● GOAL OF THE EXERCISE
Copy the listing below word for word, from the line with "Target: camping tent" to the line with "x=294, y=97", including both of those lines.

========

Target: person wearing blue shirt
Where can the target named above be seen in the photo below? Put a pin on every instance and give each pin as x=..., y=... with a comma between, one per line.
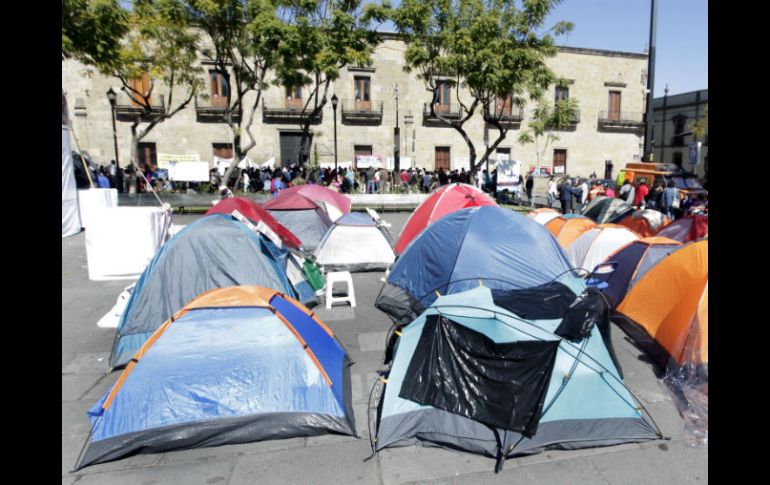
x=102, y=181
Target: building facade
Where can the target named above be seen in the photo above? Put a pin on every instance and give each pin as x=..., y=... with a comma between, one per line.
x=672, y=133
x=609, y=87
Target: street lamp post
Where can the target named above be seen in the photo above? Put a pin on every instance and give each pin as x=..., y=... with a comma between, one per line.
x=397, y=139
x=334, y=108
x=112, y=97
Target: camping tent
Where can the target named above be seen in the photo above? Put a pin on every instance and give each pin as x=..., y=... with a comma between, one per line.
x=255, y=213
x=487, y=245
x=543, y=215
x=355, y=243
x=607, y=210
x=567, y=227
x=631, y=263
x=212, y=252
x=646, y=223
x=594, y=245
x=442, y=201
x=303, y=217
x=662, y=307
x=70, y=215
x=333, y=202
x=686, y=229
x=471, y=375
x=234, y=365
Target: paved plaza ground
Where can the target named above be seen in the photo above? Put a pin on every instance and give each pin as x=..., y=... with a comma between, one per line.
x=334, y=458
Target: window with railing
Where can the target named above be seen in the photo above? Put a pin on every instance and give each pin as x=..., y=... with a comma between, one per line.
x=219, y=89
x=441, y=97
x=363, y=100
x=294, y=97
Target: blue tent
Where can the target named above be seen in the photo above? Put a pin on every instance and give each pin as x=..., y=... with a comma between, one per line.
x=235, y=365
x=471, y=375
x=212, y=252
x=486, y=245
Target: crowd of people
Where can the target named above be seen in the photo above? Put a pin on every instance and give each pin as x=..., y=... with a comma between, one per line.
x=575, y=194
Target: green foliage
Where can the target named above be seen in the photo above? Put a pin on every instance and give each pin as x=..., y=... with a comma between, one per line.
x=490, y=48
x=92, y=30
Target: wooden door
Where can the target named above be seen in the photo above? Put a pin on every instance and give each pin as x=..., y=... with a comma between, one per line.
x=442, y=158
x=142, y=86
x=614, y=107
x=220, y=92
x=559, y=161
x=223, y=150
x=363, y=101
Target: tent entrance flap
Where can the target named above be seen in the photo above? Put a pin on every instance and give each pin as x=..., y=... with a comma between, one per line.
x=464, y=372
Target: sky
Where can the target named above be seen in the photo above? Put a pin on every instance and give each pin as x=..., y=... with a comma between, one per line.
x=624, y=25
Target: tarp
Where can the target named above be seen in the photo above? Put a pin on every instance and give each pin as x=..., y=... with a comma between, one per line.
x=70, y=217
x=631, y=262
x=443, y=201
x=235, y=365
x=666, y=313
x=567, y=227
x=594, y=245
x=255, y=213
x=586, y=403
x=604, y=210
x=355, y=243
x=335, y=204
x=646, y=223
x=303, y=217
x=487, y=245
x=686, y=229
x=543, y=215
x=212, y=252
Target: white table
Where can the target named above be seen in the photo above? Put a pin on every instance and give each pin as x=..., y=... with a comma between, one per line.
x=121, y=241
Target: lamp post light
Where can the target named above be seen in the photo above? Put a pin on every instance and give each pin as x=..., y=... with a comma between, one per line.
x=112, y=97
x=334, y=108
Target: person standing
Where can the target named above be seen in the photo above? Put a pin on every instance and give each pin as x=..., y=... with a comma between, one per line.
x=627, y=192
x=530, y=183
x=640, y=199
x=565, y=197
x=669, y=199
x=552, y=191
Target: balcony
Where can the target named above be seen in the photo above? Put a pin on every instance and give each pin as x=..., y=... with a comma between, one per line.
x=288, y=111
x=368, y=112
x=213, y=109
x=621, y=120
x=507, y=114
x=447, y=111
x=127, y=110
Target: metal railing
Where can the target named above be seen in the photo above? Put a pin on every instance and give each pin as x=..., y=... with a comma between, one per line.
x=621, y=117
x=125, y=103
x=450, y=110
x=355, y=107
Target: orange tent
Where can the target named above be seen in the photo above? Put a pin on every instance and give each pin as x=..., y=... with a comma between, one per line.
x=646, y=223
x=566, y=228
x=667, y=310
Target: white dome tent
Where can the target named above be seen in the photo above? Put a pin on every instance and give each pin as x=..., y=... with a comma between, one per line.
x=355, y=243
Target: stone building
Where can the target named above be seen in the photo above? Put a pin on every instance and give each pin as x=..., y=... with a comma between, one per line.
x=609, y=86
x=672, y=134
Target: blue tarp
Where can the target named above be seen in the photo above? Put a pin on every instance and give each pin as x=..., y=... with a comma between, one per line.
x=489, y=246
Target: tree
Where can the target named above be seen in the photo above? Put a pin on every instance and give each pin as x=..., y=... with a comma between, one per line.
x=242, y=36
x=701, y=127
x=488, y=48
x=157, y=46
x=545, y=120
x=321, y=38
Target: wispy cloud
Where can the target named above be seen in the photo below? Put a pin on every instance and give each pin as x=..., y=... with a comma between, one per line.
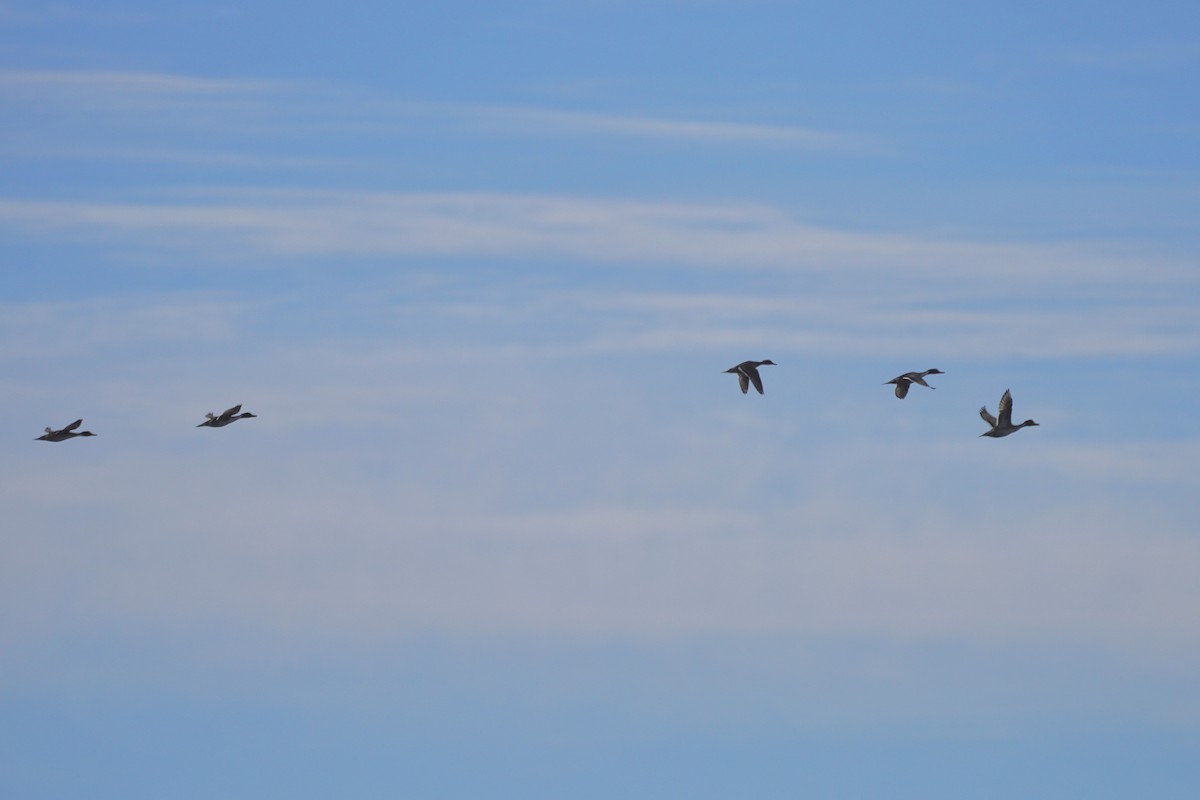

========

● WRITTEN SOLUTION
Target: camping tent
Where can the target named above be seen in the photo above? Put a pin on every instance and give each pin as x=..., y=... with a comma between, one per line.
x=255, y=213
x=487, y=245
x=543, y=215
x=355, y=243
x=607, y=210
x=567, y=227
x=631, y=263
x=212, y=252
x=646, y=223
x=594, y=245
x=442, y=201
x=303, y=217
x=662, y=307
x=70, y=215
x=333, y=202
x=686, y=229
x=471, y=375
x=234, y=365
Target: paved plaza ground
Where can the target named above be seen in the photo above? Put a pin on every instance and give each pin as x=..., y=... with a comma between, one per line.
x=334, y=458
Target: window with railing
Where can the target named above be seen in the photo above? Put a pin on every instance and give each pin as x=..., y=... with a comma between, one per line.
x=219, y=89
x=441, y=97
x=363, y=100
x=294, y=97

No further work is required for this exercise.